(TEXTO FORNECIDO)

---+---

# Trovoada em Montemor-o-Novo 09/12/2010



## vagas (9 Dez 2010 às 20:20)

Boas tirei algumas fotos da Trovoada que passou perto daqui, desde já a minha desculpa pela qualidade mas ainda sou novato no mundo da fotografia e sem tripé torna.se muito difícil mesmo

















































Espero que gostem


----------



## Gil_Algarvio (9 Dez 2010 às 20:24)

Boas fotos!! Parabens!!!

Deixo aqui também o meu video de ainda a pouco gravado a partir do Alto de São Bento!!


----------



## Gil_Algarvio (9 Dez 2010 às 20:31)

E mais umas fotos!!


----------



## ecobcg (9 Dez 2010 às 20:38)

vagas disse:


> Boas tirei algumas fotos da Trovoada que passou perto daqui, desde já a minha desculpa pela qualidade mas ainda sou novato no mundo da fotografia e sem tripé torna.se muito difícil mesmo



Muito boas as fotos!!

---+---

(DADOS EXTRAÍDOS)
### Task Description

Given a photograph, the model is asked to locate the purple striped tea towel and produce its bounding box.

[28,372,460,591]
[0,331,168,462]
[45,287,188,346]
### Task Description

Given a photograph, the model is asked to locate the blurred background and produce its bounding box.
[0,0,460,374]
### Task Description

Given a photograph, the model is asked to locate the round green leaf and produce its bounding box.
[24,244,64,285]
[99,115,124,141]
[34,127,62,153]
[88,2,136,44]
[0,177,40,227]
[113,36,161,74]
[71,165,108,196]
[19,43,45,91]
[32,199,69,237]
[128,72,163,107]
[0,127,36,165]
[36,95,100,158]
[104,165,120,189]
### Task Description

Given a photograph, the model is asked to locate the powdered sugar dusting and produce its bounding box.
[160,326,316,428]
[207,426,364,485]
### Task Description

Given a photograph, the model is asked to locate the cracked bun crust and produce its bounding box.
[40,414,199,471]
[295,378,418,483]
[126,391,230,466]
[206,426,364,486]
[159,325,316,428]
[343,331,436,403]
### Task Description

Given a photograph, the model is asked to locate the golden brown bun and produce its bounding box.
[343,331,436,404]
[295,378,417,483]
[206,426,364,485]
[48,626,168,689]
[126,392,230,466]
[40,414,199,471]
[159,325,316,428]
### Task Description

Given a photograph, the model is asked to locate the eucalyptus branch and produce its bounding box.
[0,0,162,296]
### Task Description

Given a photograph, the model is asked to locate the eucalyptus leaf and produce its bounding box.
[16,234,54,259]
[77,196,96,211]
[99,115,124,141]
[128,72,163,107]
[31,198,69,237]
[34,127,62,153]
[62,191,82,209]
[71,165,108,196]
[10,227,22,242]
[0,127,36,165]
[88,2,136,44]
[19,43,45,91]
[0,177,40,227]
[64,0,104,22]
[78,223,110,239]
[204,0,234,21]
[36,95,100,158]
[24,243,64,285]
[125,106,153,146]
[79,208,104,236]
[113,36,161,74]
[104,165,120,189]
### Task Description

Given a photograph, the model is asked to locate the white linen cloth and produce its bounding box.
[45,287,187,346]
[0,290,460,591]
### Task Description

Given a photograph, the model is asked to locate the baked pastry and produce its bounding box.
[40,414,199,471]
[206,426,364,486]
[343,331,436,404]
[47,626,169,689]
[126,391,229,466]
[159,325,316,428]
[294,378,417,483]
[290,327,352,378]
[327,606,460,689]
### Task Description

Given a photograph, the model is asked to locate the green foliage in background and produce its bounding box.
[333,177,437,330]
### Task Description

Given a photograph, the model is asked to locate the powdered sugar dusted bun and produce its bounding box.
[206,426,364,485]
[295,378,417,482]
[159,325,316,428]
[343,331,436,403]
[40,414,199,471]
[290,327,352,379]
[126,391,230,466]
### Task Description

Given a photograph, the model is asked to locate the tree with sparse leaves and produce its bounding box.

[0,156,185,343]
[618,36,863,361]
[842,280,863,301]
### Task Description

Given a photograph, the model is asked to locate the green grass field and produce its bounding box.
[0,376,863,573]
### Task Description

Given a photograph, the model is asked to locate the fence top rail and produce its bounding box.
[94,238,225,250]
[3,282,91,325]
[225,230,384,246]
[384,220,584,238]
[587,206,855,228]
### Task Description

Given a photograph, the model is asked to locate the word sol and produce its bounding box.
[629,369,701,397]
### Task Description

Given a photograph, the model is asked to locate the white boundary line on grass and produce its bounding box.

---+---

(EXERCÍCIOS)
1. Transcreva do texto fornecido o trecho que começa em "Deixo aqui também" e prossegue até "mais umas fotos!!".
2. Segundo o texto fornecido, a partir de que local Gil_Algarvio gravou o vídeo que partilha?

(SOLUÇÕES DOS EXERCÍCIOS)
1.
Deixo aqui também o meu video de ainda a pouco gravado a partir do Alto de São Bento!!


----------



## Gil_Algarvio (9 Dez 2010 às 20:31)

E mais umas fotos!!

2. A partir do Alto de São Bento.